### Prompt
Give the items below as a numbered list, from the first line through the line containing "0 0 1200 530", inclusive, with any blank lines left out.

### Excerpted records
.....
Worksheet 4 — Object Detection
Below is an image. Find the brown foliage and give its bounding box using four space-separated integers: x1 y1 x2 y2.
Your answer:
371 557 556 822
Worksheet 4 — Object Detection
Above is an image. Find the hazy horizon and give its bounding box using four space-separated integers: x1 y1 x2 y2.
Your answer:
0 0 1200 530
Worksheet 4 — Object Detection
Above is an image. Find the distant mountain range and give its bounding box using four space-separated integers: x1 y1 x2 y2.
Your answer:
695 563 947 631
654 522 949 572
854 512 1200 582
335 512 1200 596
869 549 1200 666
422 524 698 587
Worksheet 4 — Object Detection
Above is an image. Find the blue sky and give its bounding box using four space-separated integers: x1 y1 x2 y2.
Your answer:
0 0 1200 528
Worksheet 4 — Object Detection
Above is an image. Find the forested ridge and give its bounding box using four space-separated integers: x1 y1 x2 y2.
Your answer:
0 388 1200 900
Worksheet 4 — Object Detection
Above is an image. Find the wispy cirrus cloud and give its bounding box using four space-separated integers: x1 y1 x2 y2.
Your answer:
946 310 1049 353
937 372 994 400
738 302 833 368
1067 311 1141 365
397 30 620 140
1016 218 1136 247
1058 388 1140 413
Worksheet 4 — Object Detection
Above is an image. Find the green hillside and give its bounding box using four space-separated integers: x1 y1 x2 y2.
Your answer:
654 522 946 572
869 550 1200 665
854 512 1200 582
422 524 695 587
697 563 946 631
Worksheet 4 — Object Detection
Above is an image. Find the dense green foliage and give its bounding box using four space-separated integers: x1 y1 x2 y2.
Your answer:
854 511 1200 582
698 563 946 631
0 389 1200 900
.....
### Expected answer
1. Worksheet 4 — Object Detection
2. Below is an image. Find the brown foliage and give its bounding box using four space-separated integers: x1 y1 x2 y2.
3. Your answer:
4. 371 557 556 822
5. Worksheet 4 — Object Detection
6. Above is an image. Find the hazy horizon and give its bounding box using four space-separated integers: x1 y1 x2 y2.
7. Your answer:
8. 0 0 1200 530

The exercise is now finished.